start
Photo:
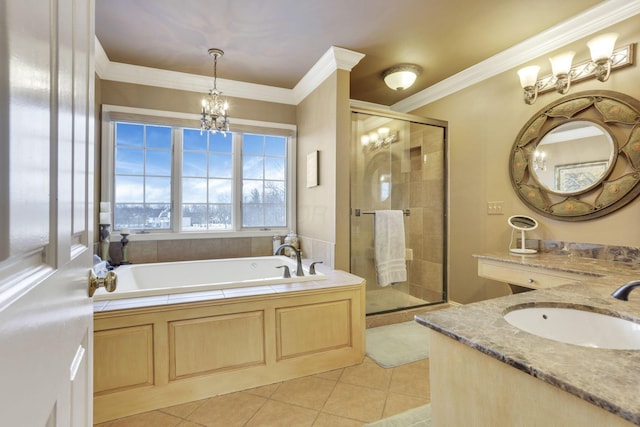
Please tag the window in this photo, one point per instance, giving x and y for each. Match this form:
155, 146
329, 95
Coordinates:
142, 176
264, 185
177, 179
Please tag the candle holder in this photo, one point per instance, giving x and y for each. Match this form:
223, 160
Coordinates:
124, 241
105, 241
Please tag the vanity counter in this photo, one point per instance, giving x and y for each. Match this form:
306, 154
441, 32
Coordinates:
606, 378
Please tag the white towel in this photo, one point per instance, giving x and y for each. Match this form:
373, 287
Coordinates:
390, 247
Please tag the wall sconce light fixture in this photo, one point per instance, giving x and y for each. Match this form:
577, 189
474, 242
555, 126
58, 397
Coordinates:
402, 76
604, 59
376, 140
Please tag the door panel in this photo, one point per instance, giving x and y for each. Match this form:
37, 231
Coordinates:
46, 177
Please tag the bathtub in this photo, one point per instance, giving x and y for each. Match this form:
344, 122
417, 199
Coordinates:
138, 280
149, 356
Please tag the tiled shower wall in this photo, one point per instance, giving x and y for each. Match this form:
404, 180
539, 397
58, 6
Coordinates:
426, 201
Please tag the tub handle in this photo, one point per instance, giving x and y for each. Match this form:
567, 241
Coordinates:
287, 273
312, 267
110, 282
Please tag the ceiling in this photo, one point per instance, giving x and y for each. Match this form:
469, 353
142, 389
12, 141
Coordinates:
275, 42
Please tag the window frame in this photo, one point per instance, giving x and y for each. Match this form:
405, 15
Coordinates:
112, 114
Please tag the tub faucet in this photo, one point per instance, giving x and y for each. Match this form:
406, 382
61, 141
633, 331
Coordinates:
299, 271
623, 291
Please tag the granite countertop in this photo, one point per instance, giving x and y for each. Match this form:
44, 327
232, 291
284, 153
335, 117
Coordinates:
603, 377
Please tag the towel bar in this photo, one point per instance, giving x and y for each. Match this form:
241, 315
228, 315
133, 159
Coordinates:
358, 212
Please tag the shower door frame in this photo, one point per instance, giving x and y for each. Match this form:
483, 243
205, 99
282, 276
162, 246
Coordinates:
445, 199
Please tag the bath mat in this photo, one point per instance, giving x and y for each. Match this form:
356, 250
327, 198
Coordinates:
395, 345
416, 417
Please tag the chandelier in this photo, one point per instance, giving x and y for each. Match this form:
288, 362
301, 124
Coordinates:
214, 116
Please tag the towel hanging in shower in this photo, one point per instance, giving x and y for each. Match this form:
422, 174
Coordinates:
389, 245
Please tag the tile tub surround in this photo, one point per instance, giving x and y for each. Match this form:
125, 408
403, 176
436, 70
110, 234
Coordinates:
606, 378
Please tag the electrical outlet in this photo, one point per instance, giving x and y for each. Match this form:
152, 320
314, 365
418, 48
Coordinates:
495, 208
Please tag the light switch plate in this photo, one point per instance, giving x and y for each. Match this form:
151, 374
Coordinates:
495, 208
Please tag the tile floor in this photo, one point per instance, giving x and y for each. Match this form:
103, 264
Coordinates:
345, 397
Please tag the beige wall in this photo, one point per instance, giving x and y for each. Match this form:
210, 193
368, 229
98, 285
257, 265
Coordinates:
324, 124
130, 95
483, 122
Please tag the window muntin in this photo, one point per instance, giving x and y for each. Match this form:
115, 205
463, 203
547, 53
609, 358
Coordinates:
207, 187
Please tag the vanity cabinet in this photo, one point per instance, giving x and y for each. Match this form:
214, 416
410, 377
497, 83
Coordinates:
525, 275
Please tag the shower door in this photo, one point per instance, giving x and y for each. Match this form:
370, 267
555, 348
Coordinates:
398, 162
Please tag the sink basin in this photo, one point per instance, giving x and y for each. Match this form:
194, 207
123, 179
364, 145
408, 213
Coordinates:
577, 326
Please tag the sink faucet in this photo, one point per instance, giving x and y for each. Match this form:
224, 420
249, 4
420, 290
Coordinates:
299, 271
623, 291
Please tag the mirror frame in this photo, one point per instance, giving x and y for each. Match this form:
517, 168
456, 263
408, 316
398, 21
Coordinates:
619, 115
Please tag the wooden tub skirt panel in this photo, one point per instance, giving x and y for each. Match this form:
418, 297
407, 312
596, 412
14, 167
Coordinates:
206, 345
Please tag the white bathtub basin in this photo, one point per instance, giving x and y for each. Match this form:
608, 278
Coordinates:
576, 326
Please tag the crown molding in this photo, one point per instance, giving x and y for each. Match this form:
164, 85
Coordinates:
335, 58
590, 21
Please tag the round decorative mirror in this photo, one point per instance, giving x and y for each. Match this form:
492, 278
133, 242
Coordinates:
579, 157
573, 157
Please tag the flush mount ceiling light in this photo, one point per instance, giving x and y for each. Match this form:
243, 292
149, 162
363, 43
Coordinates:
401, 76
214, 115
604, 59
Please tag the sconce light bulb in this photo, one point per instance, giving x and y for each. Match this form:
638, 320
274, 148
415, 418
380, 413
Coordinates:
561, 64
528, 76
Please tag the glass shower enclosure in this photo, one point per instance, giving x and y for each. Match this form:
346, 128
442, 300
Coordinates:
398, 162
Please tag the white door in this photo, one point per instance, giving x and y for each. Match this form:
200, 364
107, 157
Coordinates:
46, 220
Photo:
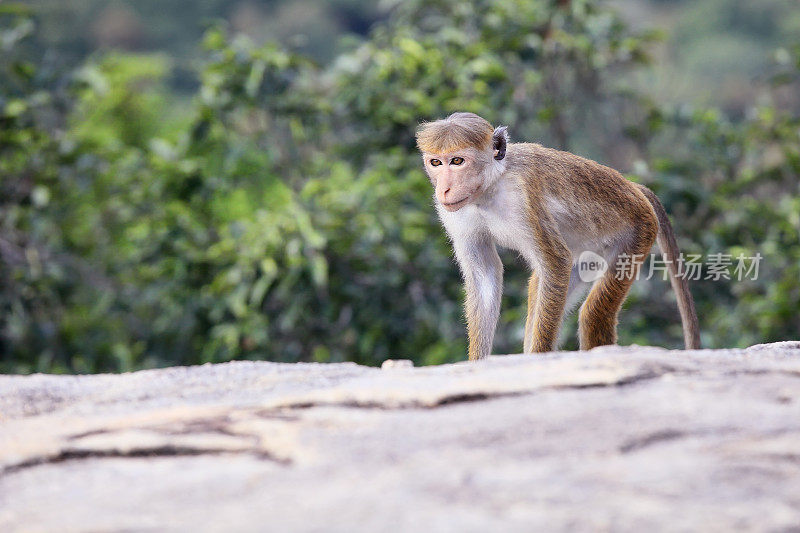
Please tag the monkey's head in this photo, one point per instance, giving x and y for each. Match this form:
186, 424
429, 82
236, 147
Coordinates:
end
→ TO BE DONE
Please copy out every line of the listing above word for word, omitting the pictures.

→ RESULT FOR THIS TASK
Photo:
Please tag the window in this photo, one point per instance, giving x and y for each. Match this form:
155, 146
329, 95
Coordinates:
142, 176
264, 185
177, 179
Please tag the candle holder in this photo, one point per instance, giving x and y for each. Match this form:
223, 160
Coordinates:
124, 241
105, 241
Please tag the vanity counter in this photo, one point per instance, giving x and y for each. Match this form:
306, 154
441, 32
Coordinates:
606, 378
Please tag the white towel in this photo, one point per instance, giving x and y for each. Match this form:
373, 287
Coordinates:
390, 247
Please tag the wall sconce light fixture in this photo, one point per instance, giving x and y for each. Match this form:
577, 189
474, 242
555, 126
58, 397
Coordinates:
402, 76
604, 59
376, 140
Please tag the door panel in this photo, one point per instance, giving x and y for each. Match this form:
37, 231
Coordinates:
46, 177
Please tag the bathtub in this photo, one point per instance, giving x and y for each. Match this form:
344, 122
417, 199
Coordinates:
138, 280
149, 356
Please tag the tiled shower wall in this photo, one point per instance, giving x and y for each. Match this form:
404, 180
539, 397
58, 6
Coordinates:
426, 201
Please tag the tub handle in this photo, one point per instance, giving x and y for each. Match this form:
567, 241
Coordinates:
287, 273
312, 267
110, 282
Please tag the ceiling in this photo, one point per instance, giving x and y for each. Match this form:
469, 353
142, 389
12, 141
Coordinates:
275, 42
Please tag the window frame in this photo, one point per instance, giving x and y for each. Match this form:
405, 15
Coordinates:
112, 114
Please tag the tub faucet in this photo, one point per instance, giving x and y for each. Match this form:
406, 382
61, 141
633, 331
Coordinates:
299, 271
623, 291
Please tag the granite countertop in this photo, one point per instance, giving x and y for each. Match this form:
44, 327
232, 291
284, 153
335, 117
Coordinates:
603, 377
Please tag the towel bar in this photo, one point per instance, giving x and y for each. Match this form:
241, 315
228, 315
133, 159
Coordinates:
358, 212
Please tag the shower door frame in this photo, one point per instance, giving x and y for each. Match this form:
483, 243
205, 99
282, 276
162, 246
Coordinates:
445, 199
Please tag the bath mat in this photo, one point per instance, giving x and y for each. Match this form:
356, 250
327, 198
Coordinates:
395, 345
416, 417
Please tag the chandelier in this photo, one point per instance, giving x and y for each. Match this form:
288, 362
301, 124
Coordinates:
214, 116
Please tag the towel hanging in shower in this photo, one point per instance, giving x and y for each. Match this form:
422, 174
Coordinates:
389, 245
Please tag the tile tub surround in this photo, one point per instance, giving x and y for each. Match this form:
125, 408
403, 176
436, 70
110, 234
Coordinates:
606, 378
Please tag the electrical outlet in this photo, one point per instance, giving x and y for each. Match this form:
152, 320
314, 365
418, 48
Coordinates:
495, 208
Please tag the light switch plate in this photo, one point per instance, giving x and y for each. Match this form:
151, 374
Coordinates:
495, 208
Please tag the tile floor in this photo, one point per instance, giving x and y for each. Match this form:
103, 264
Coordinates:
345, 397
Please tag the beige wall in this photo, one point per instance, giving x and y for each. Match this form:
210, 193
368, 229
98, 285
257, 265
Coordinates:
324, 124
130, 95
483, 122
Please tag the window muntin in this photo, one point per instance, giving x and y for each. Match this form:
115, 205
463, 203
547, 53
609, 358
Coordinates:
207, 187
Please tag the vanity cabinet in this photo, one point per instance, giving x and y for each. Match this form:
214, 416
410, 377
497, 83
Coordinates:
525, 275
Please tag the shower door in this photo, one point per instance, giving x and y for each. Match this form:
370, 267
555, 348
Coordinates:
398, 162
Please tag the sink basin in this photo, one point per instance, giving x and y for each. Match this form:
194, 207
123, 179
364, 145
408, 213
Coordinates:
577, 326
Please tag the sink faucet in this photo, one point per instance, giving x and y for each. Match this form:
224, 420
249, 4
420, 290
Coordinates:
299, 271
623, 291
Please tag the mirror frame in this photo, one point per instance, giving x and y for each. Match this form:
517, 168
456, 263
408, 316
398, 21
Coordinates:
619, 115
Please tag the wooden tub skirt panel in this photo, one point per instance, giving x and y for each. Match this form:
418, 297
407, 312
596, 412
14, 167
Coordinates:
206, 345
Please tag the white bathtub basin in this photo, one point per instance, giving x and y for each. Match this form:
608, 278
Coordinates:
576, 326
Please tag the crown molding in this photo, one point per instance, giving x and y for each. Match this form:
164, 85
Coordinates:
335, 58
590, 21
Please tag the round decorative mirror in this photo, one point per instance, giving x and y for each. Match this form:
492, 278
133, 242
Coordinates:
579, 157
573, 157
Please tag the flush mount ceiling light in this photo, one point per instance, giving x and y for each. Match this form:
243, 292
149, 162
363, 43
Coordinates:
401, 76
214, 115
604, 59
Please tag the sconce light bulb in this photo, one point per instance, giving x and y for each. Match this form:
638, 320
274, 148
415, 418
380, 413
Coordinates:
561, 64
528, 76
Please tag the glass shower enclosure in this photo, one point per instance, giving x and y for each. Match this form:
346, 128
442, 300
Coordinates:
398, 162
Please tag the white door in this photo, one point per instance, giving x and y for each. Match this form:
200, 364
107, 157
Coordinates:
46, 220
Photo:
Please tag the monkey's head in this photo, one point per instance, giving x and y for each. Match this form:
186, 424
429, 82
236, 147
Coordinates:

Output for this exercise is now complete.